**WHAT THIS TASK INVOLVES**
Please extract every line of the entries below that contains the word "photo". Case counts, so match uppercase and lowercase letters precisely.

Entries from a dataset
◇ ◇ ◇
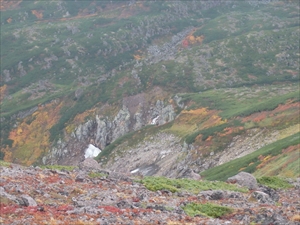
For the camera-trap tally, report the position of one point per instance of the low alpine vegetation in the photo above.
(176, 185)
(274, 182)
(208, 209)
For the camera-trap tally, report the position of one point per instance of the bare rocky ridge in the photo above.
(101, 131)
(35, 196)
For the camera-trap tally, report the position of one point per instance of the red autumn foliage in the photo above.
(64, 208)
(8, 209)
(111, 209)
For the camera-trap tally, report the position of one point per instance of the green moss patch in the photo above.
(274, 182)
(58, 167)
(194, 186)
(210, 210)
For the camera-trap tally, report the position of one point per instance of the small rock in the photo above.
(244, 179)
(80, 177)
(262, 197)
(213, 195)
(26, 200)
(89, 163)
◇ ◇ ◇
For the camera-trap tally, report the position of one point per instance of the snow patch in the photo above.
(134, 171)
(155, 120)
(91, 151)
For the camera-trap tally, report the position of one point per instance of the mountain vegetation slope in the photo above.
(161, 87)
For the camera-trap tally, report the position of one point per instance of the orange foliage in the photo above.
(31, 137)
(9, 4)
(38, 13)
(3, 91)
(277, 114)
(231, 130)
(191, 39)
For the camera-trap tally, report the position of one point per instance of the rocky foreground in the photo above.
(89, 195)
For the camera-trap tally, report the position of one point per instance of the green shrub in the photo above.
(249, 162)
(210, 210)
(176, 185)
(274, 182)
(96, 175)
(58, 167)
◇ ◇ ◇
**OUTPUT FOR THIS EXERCISE**
For the camera-trap tally, report the position of one point per instance of the low alpine vegetation in the photo above.
For the camera-trap tally, report the position of one point per instance of the bare rocky ridge in the photo above.
For the camera-trap tally, report the position of one point per instance of the red autumn foliage in the photo above.
For the camera-trap tally, report the position of one point per instance of the green moss patch in the photo above.
For the camera-trap tally, report the position of one point per instance of the small rock in the photo above.
For the camera-trap tally, report the position of one point per instance of the snow patch in the photo above.
For the camera-trap tally, report the position of one point per instance of the mountain vegetation slope in the photo above.
For the camera-trap tally, report the position of one point per instance of the orange foliage in the photo above.
For the camera-trap tally, report the position of one point per instance of the rocky foreground in the photo above.
For the camera-trap tally, report the position of one point per instance of the green shrub in the photo above.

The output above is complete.